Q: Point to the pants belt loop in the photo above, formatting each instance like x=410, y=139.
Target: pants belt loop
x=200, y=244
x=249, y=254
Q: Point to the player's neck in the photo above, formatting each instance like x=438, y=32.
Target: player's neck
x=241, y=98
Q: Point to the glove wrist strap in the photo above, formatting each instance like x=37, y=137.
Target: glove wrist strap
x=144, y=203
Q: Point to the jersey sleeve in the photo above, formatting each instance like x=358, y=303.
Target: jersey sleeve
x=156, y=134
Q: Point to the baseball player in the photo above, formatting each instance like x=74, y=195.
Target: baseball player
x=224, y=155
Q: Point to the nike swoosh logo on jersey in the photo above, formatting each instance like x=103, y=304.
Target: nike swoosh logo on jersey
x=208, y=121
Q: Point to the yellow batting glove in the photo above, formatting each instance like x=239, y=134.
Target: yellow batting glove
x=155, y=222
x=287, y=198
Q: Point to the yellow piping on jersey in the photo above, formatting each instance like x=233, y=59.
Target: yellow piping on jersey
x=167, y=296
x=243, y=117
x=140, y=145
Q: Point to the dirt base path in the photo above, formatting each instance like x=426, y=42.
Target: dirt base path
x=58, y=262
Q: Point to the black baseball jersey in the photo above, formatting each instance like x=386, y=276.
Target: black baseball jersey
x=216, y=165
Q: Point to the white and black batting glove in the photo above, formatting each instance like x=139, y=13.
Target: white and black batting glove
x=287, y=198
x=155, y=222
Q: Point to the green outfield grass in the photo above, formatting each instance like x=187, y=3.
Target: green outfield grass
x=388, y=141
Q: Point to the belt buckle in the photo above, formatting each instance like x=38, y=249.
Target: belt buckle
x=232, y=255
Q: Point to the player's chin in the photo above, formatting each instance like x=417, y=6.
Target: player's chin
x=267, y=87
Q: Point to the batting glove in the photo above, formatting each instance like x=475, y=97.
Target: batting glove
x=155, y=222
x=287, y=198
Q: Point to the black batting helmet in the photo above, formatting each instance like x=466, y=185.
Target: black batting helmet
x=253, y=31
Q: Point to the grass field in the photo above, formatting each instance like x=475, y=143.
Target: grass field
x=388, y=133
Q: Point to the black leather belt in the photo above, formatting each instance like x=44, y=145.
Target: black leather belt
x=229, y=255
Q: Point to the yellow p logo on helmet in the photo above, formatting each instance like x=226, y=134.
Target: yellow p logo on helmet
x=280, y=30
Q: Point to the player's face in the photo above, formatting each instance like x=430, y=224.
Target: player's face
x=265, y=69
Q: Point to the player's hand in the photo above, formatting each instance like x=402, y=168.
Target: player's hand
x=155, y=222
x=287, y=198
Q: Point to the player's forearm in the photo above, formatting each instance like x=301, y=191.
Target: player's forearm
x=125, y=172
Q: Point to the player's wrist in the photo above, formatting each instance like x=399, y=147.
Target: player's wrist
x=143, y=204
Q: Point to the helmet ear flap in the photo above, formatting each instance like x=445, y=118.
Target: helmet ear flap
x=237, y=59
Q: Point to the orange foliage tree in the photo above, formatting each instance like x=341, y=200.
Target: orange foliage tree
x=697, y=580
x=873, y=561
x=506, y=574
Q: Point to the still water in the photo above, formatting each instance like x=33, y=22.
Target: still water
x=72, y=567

* * * *

▶ **Twoje zadanie**
Zamień we wszystkich wpisach powyżej każde wystąpienie „jersey” na „shirt” i podaj te wpisy ponownie, nie zmieniając niczego innego.

▶ **Rozwiązanie zadania**
Q: Point to the pants belt loop in the photo above, formatting each instance like x=410, y=139.
Target: pants belt loop
x=200, y=244
x=249, y=254
Q: Point to the player's neck in the photo above, formatting each instance like x=438, y=32.
Target: player's neck
x=241, y=98
Q: Point to the glove wrist strap in the photo above, formatting each instance like x=37, y=137.
Target: glove wrist strap
x=144, y=203
Q: Point to the shirt sleeve in the photo above, formatting each instance like x=358, y=303.
Target: shirt sleeve
x=156, y=134
Q: Point to the baseball player in the photo above, formatting each instance like x=74, y=195.
Target: baseball player
x=224, y=155
Q: Point to the nike swoosh logo on shirt in the photo above, formatting each instance like x=103, y=304.
Target: nike swoosh logo on shirt
x=208, y=121
Q: Point to the yellow batting glove in the photo above, formatting each instance like x=239, y=134.
Target: yellow batting glove
x=155, y=222
x=287, y=198
Q: Point to the yellow piping on shirt in the photo above, formatting each instance like x=233, y=59.
Target: yellow piping on shirt
x=167, y=296
x=243, y=117
x=140, y=145
Q: Point to the dirt base path in the photo above, formatting each instance like x=426, y=42.
Target: dirt base path
x=58, y=262
Q: Point to the black baseball shirt in the photo above, formatting each instance like x=386, y=276.
Target: black baseball shirt
x=216, y=165
Q: Point to the white and black batting glove in the photo above, formatting each instance like x=139, y=13.
Target: white and black batting glove
x=287, y=198
x=155, y=222
Q: Point to the green outfield grass in the photo above, formatting each instance like x=187, y=3.
Target: green outfield grass
x=388, y=141
Q: Point to the belt buckle in the photo above, formatting each instance like x=38, y=249.
Target: belt buckle
x=232, y=255
Q: Point to the player's chin in the photo above, formatting each instance like x=417, y=6.
Target: player's chin
x=267, y=87
Q: Point to the batting glove in the photo above, formatting each instance like x=475, y=97.
Target: batting glove
x=155, y=222
x=287, y=198
Q: Point to the black batting helmet in the photo above, formatting each instance like x=466, y=185.
Target: black batting helmet
x=253, y=31
Q: Point to the grass field in the photo above, formatting each instance like x=475, y=143.
Target: grass field
x=388, y=133
Q: Point to the black leather belt in the photo above, formatting each instance like x=44, y=145.
Target: black leather belt
x=229, y=255
Q: Point to the yellow p logo on helmet in the photo above, formatting each instance like x=226, y=134.
Target: yellow p logo on helmet
x=280, y=30
Q: Point to the player's face in the photo above, formatting each instance like x=430, y=224.
Target: player's face
x=265, y=69
Q: Point to the player's hand in the photo above, formatting each instance like x=402, y=168.
Target: player's hand
x=155, y=222
x=287, y=198
Q: Point to the player's forearm in the photo above, formatting each instance like x=301, y=191.
Target: player's forearm
x=125, y=172
Q: Point to the player's wrist in the photo above, formatting each instance like x=399, y=147.
Target: player's wrist
x=143, y=204
Q: Point to the helmet ear flap in the photo above, formatting each instance like x=445, y=118.
Target: helmet ear flap
x=237, y=59
Q: Point to the orange foliage tree in the photo above, formatting each instance like x=341, y=200.
Target: orange foliage tree
x=697, y=580
x=873, y=561
x=506, y=574
Q: Point to the still water in the photo above, formatting each instance like x=33, y=22.
Target: still water
x=72, y=567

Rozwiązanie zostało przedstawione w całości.